# Sig P226 vs. CZ SP-01 ??



## BearArms2 (Dec 17, 2011)

With a bit of research, I have found these two guns (Sig P226 and the CZ SP-01) for about the same price (both 9mm and both with a rail)

In terms of a gun for home protection, which of these two guns ranks higher in terms of reliability and being most accurate? I realize both Sig and CZ make quality handguns, so we may be splitting hairs in this one -- but anything you can offer would be much appreciated!

thank you in advance!


----------



## rgrundy (Jul 16, 2011)

If you aren't going to take them outside I'd say toss a coin. In a harsh environment I'd go with the SIG. If I was going to compete with it I'd get the CZ and have a trigger job done on it.


----------



## chessail77 (Mar 15, 2011)

Sig P226..


----------



## BearArms2 (Dec 17, 2011)

rgrundy said:


> If you aren't going to take them outside I'd say toss a coin. In a harsh environment I'd go with the SIG. If I was going to compete with it I'd get the CZ and have a trigger job done on it.


what about for home defense?


----------



## rgrundy (Jul 16, 2011)

BearArms2 said:


> what about for home defense?


Either will do if you learn how to use it. They are both high quality firearms.


----------



## FNISHR (Aug 9, 2011)

P226.


----------



## cclaxton (Jul 10, 2011)

I have shot both and I own two Cz's...a Cz 75 Shadow 9mm and a Cz 2075 RAMI.
They are lighter and better than the Sig's...more accurate than a Sig, and you can get a better hammer/trigger job on a Cz than on a Sig.

Hands-down, the Cz is a much better choice. 

But every hand is cut different and every finger is a little different. For some people, the Sig is a better fit. I personally find the accuracy of the Cz and its weight the two key differentiators. 

But, get an Angus Hobdell hammer/trigger job done on it....and you will be then envy of the gun club.

Good training is more important than the gun, though.
Good luck with your decison
CC


----------



## recoilguy (Apr 30, 2009)

There is no doubt in my mind the CZ is the better weapon in this case.
This is just my opinion, but it is a good opinion with a lot if quality criteria to base it upon.

RCG


----------



## Lateck (Jul 23, 2010)

Again as it has been said: It's a toss up!

For ME.... I'm a SIG owner! But for you????

*EXERCISE MATERIAL*
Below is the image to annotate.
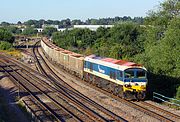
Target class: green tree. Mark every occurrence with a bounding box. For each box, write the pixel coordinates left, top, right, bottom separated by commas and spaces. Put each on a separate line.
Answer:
22, 27, 37, 36
0, 28, 14, 43
0, 41, 12, 50
42, 27, 57, 37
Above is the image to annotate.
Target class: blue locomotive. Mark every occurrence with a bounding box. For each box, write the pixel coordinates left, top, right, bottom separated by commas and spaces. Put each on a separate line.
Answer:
84, 55, 147, 100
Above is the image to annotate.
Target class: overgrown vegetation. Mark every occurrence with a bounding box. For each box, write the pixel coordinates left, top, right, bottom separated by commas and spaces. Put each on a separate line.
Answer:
52, 0, 180, 99
0, 28, 14, 50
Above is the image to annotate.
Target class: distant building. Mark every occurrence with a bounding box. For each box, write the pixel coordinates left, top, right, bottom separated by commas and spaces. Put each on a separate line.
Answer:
74, 25, 114, 31
42, 24, 59, 29
35, 28, 43, 33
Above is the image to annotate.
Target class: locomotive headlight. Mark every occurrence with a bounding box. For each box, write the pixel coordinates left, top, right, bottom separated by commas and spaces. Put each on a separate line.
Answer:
135, 83, 139, 86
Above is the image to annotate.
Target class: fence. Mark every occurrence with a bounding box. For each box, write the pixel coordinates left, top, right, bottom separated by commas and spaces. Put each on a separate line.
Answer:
153, 92, 180, 107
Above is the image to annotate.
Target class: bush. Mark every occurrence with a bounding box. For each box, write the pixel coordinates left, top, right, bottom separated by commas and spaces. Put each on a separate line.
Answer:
0, 41, 12, 50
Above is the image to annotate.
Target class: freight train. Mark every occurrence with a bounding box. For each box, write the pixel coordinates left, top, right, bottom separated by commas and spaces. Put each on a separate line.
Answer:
41, 38, 148, 100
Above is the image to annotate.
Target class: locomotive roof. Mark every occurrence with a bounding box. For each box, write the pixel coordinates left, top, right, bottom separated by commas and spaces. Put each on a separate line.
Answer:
85, 54, 146, 70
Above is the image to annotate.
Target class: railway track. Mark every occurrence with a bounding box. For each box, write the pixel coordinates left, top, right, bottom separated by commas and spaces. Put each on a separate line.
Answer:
37, 42, 180, 122
0, 58, 95, 122
33, 41, 126, 121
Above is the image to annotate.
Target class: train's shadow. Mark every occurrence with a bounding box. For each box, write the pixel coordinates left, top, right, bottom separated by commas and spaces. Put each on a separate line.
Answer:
146, 73, 180, 100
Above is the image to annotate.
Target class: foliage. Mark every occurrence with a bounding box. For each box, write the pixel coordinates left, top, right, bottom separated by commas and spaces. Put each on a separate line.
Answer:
53, 22, 144, 59
6, 26, 22, 34
134, 0, 180, 97
19, 16, 144, 28
22, 27, 37, 36
53, 0, 180, 99
42, 27, 57, 37
0, 28, 14, 43
0, 41, 12, 50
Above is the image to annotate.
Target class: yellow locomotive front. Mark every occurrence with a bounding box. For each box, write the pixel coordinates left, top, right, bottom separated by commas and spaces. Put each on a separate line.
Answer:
123, 68, 148, 100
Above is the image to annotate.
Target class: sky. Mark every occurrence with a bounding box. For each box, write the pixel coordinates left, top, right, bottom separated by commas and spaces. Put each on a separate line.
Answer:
0, 0, 164, 23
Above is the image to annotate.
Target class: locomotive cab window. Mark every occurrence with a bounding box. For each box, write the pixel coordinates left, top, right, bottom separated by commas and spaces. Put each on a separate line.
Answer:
136, 70, 146, 78
110, 72, 116, 79
125, 69, 135, 78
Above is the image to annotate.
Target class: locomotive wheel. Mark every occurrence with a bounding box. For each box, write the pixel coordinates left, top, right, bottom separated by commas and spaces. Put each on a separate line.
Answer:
135, 92, 146, 100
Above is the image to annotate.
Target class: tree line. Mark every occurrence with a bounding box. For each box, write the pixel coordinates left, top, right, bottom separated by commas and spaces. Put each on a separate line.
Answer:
1, 16, 144, 28
52, 0, 180, 99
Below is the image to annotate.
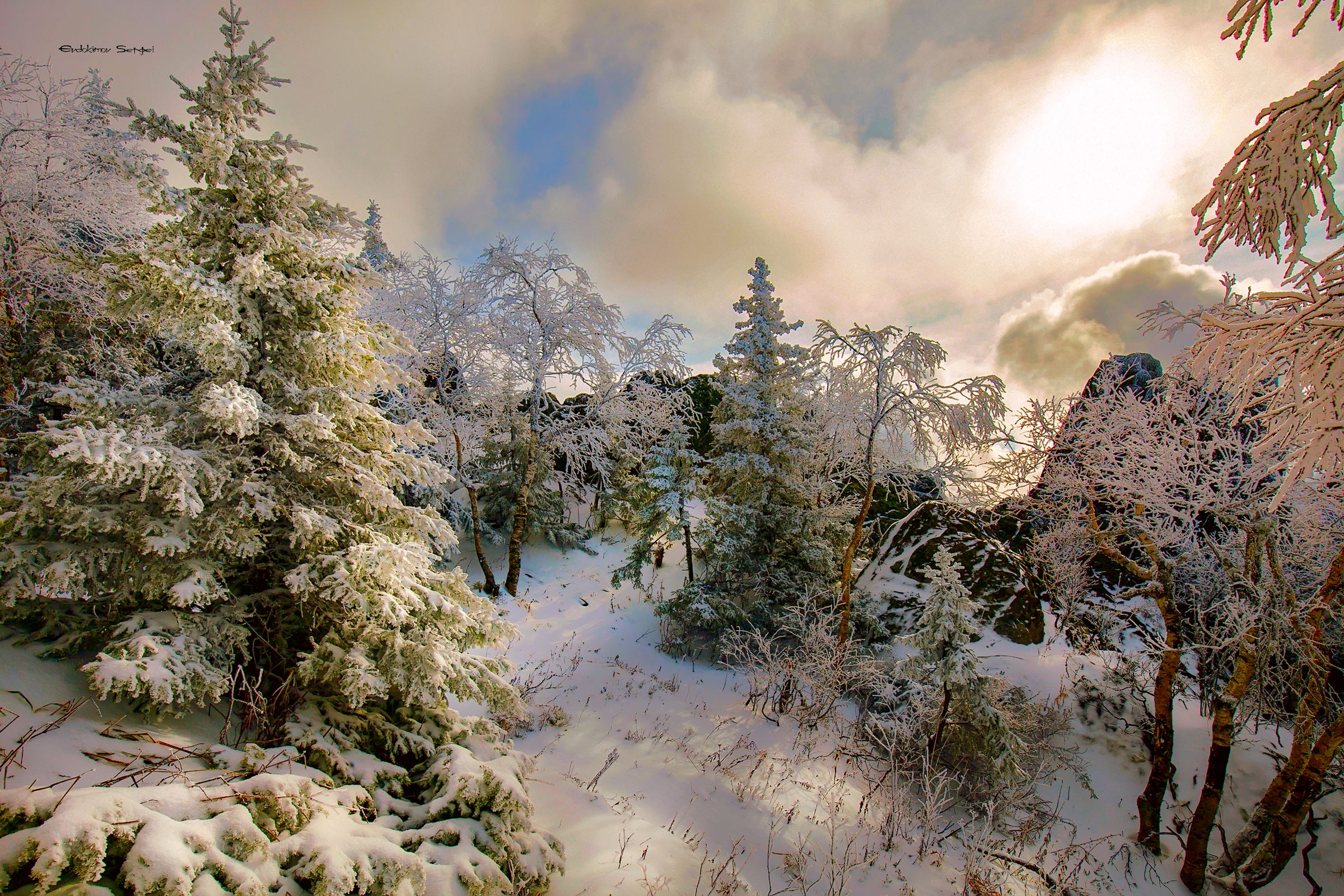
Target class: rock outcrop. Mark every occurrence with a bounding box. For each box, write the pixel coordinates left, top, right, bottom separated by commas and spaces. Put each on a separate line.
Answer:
855, 501, 1046, 643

*THE TASKS*
a: Count the lines of the records that contain the string "tree", treating case as significant, and reply with the number alone.
b: Please continue the thread comparing the Sig P226 and the CZ SP-01, starting right after its last post.
The forum thread and the records have nothing to do with each other.

*ANSWERS BY TASK*
a: 2

b:
Shoot each if you can and then make YOUR decision !

Good Luck,

Lateck,


----------



## hud35500 (May 8, 2010)

I think the CZ is one of the best fighting handguns ever made, but for me, the ergonomics of the 226 are better. Both will serve you well. Parts/magazines may be more difficult to find for the CZ.


----------



## sonja (Sep 16, 2011)

Sig. CZ is a nice gun. Reliable, shoots well. Mine NEEDED a trigger job because of "trigger bite". Made it no fun to shoot at the range. Sold it, and bought another Sig.

Right now, I only own two Sigs (three if you call the Trailside 22 a Sig). No CZ's.

Have you considered Glock? I have found the Glock 17 one of the easiest pistols to shoot. If you train with it, you will become proficient.

Anyway, my preferences are just that -- mine. You, on the other hand really should buy the one that fits you better. You will be shooting it.

By the way, practice, practice, practice.


----------



## dondavis3 (Aug 2, 2009)

I own both and both are excellent guns.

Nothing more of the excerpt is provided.